## Stated problem a
In the court judgment excerpt, under which provision was the Attorney-General "bound in law" to cancel the criminal justice certificate?

## Reading passage
For the reasons set out above I have concluded that the Attorney-General was “bound in law” to cancel the criminal justice certificate under s 162(1) and accordingly, the applicant was not deprived of the possibility of avoiding the making of that decision by a denial of natural justice. It follows that if, contrary to my view, there was a failure to comply with the rules of natural justice that does not have the result that the applicant is entitled to any relief in respect of it.
18. Merkel J discussed various authorities concerning the refusal of relief on grounds of inevitablility, notwithstanding a failure to afford a right of procedural fairness to a person affected by a statutory decision. These included Beaumont J’s opinion in Santa Sabina College v Minister for Education (1985) 58 ALR 527 that it is difficult to conceive of exercising the discretion “if it is ‘possible’ that the end result might not be the same”.
19. The authorities recently cited by Kirby J in SZBYR v Minister for Immigration & Citizenship (2007) 235 ALR 609 at [54]-[59] suggest that the onus is on a respondent to satisfy a court that the grant of relief would be futile because the breach of law could not have affected the outcome. The majority judgment in SZBYR also referred to discretionary principles in relation to refusal of constitutional relief. At [28]-[29], their Honours cited R v Commonwealth Court of Conciliation and Arbitration; Ex parte Ozone Theatres (Aust) Ltd (1949) 78 CLR 389, which suggests that a writ might not be granted “if no useful result could ensue”. Their Honours, in the case before them, suggested that relief should be refused because, even if there had been a breach of s.424(A) of the Migration Act the applicants “cannot overcome the Tribunal’s finding that their claims lack the requisite convention nexus.” This statement is ambiguous whether their Honours thought it was sufficient so to characterise the past decision of the Tribunal, or were contemplating the same reasoning as inevitable in a hypothetical decision by a Tribunal which followed correct procedures. The latter view of their Honours’ statement might appear to accord with authority (see Besanko J in Lee & Ors v Minister for Immigration & Citizenship [2007] 159 FCR 181 at [48], which Moore and Buchanan JJ agreed).
20. The respondent submitted to me that it would be futile to grant relief to Mr Zhang in the present case, in that no different outcome other than cancellation of the certificate was conceivable as a real possibility, if Mr Zhang had been given an opportunity to make submissions to the Attorney-General in the past, or was in the future given an opportunity to make submissions, on why his criminal justice certificate and visa should not be cancelled. It was submitted that, taking into account the delegate’s past acceptance of the Department of Immigration’s terse requests, there is no prospect that the Attorney-General’s delegate would have made any different decision, or taken any further action, after receiving submissions from Mr Zhang.
21. The parties’ submissions concerning this contention took me into territory which overlapped the second ground of the application. This concerns the legally relevant considerations which, as a matter of law, may or must inform a decision of the Attorney General under s.162. It takes me into the construction of the relevant provisions of the Migration Act, and it is useful for me to set them out afresh.

## Given data
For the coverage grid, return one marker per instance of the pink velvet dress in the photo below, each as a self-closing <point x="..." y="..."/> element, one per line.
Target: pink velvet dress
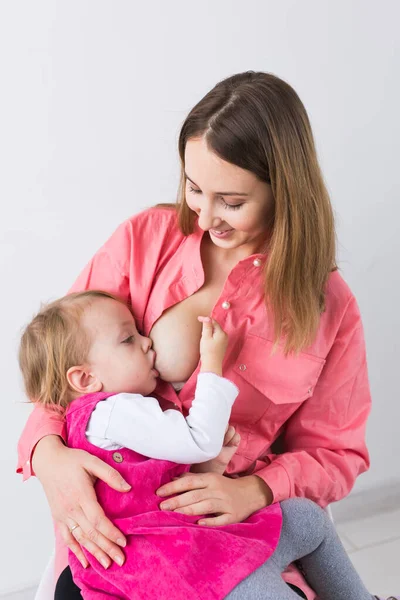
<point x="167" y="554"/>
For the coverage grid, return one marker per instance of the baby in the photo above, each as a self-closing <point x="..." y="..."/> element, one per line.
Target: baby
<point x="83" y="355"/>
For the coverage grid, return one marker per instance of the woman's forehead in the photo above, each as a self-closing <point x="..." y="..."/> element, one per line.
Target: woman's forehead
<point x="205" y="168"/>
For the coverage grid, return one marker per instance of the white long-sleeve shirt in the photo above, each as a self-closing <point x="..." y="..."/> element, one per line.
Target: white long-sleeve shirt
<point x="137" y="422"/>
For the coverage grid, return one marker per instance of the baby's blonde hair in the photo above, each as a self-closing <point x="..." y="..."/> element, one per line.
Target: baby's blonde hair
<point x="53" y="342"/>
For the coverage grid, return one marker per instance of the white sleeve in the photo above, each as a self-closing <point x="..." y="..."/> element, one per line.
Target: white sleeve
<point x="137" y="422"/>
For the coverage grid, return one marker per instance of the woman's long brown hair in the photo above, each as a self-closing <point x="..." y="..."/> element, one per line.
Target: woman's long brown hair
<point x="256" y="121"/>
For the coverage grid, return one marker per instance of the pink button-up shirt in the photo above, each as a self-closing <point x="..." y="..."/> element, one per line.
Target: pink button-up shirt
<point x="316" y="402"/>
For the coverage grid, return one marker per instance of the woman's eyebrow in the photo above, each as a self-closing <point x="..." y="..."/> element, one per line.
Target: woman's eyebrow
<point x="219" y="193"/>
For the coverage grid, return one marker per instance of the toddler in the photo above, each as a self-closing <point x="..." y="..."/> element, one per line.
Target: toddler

## Stated problem b
Extract every line of the records that contains the string "sleeve". Case counts.

## Exercise solution a
Section 162(1).

## Exercise solution b
For the coverage grid, return one marker per instance of the white long-sleeve shirt in the photo above, each as a self-closing <point x="..." y="..."/> element, one per line.
Target: white long-sleeve shirt
For the coverage grid, return one marker per instance of the white sleeve in the photo above, each as a self-closing <point x="..." y="..."/> element, one per line.
Target: white sleeve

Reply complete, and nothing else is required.